*Kutipan*:
━━━━
Sabtu, 01 November 2014

Bagaimana Menjelajah di Lintasan Berbagai Alam Spritual




Di antara mereka menghormatiku  di bumi,
yang lainnya  menghormatiku di udara.
Di antara mereka menghormatiku  di manapun aku berada,
yang lainnya  menghormatiku  di langit.
Mereka mengajariku dan aku pun mengajarinya.
Namun, keberadaanku tidak sama.
Aku tetap di dalam entitasku.
Mereka tidak tetap dalam entitasnya.
Mereka menjelmakan diri dalam berbagai bentuk.
Seperti air yang masuk di dalam cangkir yang berwarna.

(Ibnu Arabi, dalam Kitab Futuhat Al-Makkiyah, Juz 1 h 735)


Puisi di atas merupakan ilustrasi yang menggambarkan seseorang mampu melakukan perjalanan berkelana, mencari, menjelajah, berinteraksi, berkomunikasi, dan bahkan berguru kepada makhluk yang berada di alam-alam lain. Apakah mungkin seseorang bisa berkomunikasi dan saling mengambil manfaat satu sama lainnya di dalam alam yang  berbeda? Sangat nampak jawabannya, adalah mungkin. Sebagaimana dilakukan orang-orang khusus yang berhasil menembus hijab atau menyingkap tabir yang juga diisyaratkan dalam Alquran dan hadits. Ternyata tidak sedikit orang berhasil mengakses dan berkomunikasi dengan penghuni alam spiritual itu.


Pengalaman batin Ibnu Arabi yang diungkapkan dalam bentuk puisi (syair) seperti dikutip di atas, merupakan saksi nyata, bahwa alam-alam lainnya bisa ditembus, bisa ditempati  dan para penghuninya bisa saling melakukan komunikasi interaktif dengan kita secara nyata.

Sebuah fakta. Ketika saya menghadiri ceramah pengajian Syekh Hisyam (dari Thariqah Naqsabandiyah Haqqani), saat itu dilaksanakan di kediaman Habib al-Mundzir Jakarta,di tengah akhir ceramanya beliau membagikan ijazah thoriqah tersebut kepada semua mustami’, dan saya ada di dalam ruangan majlis tersebut. Saat itu juga, seakan musryidku yang berada di wilayah Cirebon datang dan berkomunikasi dengan Syekh Hisyam sambil berkata, “wahai Syekh di majlis anda ada yang sudah punya thoriqah”. Langsung seketika Syekh Hisyam, menarik kalimatnya, dengan berkata: “bagi yang sudah memiliki thoriqah boleh mengambilnya sebagai tabarruk saja ya”. Di sisi yang bersamaan, mursyidku juga berpesan, dengan berkata: “jaga ideologi thoriqahmu”. Kalimat ini sangat jelas dan menggetarkan hati sanubariku. Padahal mursyidku  sangat jauh nan di sana.
━━━━
*Data entri*:
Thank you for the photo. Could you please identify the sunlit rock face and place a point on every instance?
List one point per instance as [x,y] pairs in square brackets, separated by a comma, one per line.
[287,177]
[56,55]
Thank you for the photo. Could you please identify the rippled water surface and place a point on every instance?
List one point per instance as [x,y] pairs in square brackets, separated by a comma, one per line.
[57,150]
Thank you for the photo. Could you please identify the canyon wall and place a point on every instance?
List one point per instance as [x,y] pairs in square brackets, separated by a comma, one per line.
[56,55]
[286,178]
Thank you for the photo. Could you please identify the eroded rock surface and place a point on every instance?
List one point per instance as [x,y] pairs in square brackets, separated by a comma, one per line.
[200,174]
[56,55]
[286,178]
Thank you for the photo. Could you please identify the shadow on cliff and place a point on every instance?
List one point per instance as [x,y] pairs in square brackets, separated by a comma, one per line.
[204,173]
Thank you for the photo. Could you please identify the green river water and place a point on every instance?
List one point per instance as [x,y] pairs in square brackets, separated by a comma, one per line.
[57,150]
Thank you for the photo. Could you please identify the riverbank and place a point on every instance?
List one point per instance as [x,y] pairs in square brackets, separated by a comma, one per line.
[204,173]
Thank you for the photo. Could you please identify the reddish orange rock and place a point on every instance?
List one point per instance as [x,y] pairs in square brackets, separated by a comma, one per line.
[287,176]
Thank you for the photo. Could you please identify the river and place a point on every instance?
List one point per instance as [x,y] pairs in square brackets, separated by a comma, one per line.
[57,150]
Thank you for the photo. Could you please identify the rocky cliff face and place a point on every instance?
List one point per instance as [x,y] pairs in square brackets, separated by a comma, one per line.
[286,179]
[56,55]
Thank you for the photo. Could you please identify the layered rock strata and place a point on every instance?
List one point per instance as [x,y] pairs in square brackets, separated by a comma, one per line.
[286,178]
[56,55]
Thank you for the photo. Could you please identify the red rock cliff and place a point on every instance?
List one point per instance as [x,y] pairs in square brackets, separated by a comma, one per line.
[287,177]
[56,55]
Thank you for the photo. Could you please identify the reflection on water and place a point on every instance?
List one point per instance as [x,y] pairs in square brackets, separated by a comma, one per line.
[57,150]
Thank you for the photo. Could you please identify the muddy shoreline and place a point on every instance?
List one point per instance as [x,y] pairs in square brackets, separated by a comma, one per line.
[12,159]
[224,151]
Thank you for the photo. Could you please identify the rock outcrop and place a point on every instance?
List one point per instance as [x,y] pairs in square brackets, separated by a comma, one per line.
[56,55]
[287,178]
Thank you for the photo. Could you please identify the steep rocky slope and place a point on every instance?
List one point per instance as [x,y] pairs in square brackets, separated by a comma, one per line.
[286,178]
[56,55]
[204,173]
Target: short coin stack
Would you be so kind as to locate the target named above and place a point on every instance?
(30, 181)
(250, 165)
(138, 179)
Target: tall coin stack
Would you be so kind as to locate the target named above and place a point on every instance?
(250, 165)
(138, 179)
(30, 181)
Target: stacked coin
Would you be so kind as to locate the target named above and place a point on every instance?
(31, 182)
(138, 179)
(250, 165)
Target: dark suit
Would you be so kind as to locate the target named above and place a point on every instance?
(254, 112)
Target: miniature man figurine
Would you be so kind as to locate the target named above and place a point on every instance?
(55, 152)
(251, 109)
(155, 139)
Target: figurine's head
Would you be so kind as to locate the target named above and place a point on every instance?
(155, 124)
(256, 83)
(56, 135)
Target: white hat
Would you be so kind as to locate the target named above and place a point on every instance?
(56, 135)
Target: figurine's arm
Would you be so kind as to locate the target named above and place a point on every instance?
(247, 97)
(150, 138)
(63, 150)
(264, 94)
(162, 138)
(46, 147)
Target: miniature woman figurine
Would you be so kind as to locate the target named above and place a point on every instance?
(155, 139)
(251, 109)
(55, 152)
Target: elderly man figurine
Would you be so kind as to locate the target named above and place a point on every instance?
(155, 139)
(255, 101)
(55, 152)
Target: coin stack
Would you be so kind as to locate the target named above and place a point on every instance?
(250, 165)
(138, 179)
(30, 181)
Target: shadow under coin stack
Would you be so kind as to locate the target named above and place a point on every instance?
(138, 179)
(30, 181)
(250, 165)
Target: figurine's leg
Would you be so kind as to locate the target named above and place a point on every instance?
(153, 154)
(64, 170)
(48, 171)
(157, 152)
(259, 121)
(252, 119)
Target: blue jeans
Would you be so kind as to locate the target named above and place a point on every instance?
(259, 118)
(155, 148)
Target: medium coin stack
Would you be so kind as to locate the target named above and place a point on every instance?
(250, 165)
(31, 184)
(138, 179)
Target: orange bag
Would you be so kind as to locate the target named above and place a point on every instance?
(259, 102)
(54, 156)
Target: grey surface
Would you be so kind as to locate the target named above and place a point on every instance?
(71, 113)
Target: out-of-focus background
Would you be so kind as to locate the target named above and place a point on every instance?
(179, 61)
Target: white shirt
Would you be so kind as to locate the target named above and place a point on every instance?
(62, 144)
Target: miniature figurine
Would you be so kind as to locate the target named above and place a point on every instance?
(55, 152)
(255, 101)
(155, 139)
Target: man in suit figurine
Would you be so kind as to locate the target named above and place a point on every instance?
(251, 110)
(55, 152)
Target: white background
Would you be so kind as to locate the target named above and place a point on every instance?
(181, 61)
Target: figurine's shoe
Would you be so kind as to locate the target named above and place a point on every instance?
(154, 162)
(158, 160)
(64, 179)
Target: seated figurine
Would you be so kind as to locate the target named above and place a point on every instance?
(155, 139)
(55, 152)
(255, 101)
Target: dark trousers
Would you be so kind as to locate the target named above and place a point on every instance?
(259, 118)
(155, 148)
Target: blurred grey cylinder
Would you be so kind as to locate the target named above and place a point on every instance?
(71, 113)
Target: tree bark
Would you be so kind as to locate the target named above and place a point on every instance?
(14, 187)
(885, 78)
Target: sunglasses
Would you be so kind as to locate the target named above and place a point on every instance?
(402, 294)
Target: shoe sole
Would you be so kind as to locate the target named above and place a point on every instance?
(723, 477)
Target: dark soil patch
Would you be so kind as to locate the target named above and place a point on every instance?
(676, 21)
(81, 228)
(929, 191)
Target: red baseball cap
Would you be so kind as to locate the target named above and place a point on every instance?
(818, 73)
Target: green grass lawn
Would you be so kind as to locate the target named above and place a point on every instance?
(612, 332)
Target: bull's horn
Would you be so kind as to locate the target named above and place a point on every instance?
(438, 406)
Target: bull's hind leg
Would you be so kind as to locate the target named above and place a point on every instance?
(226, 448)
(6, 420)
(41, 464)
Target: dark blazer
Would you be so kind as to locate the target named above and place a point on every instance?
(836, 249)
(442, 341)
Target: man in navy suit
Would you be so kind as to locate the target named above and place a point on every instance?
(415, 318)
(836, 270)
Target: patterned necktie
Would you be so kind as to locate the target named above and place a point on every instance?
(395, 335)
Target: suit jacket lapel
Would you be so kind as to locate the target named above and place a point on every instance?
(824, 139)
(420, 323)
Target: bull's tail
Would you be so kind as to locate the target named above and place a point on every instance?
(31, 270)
━━━━
*Petunjuk latihan*: Apakah pernyataan berikut sesuai dengan kutipan tentang alam spiritual: (a) ceramah Syekh Hisyam dilaksanakan di kediaman Habib al-Mundzir di Jakarta, (b) mursyid penulis berada di wilayah Cirebon, (c) syair itu diambil dari Juz 2 Kitab Futuhat Al-Makkiyah? Jawab ya atau tidak untuk tiap pernyataan dan sertakan kata-kata kutipan yang menentukan, dikutip persis. Entri-entri tersebut merupakan bahan tersendiri yang terpisah dari kutipan.

*Hasil latihan*:
(a) Ya: "dilaksanakan di kediaman Habib al-Mundzir Jakarta"
(b) Ya: "yang berada di wilayah Cirebon"
(c) Tidak: "Juz 1 h 735"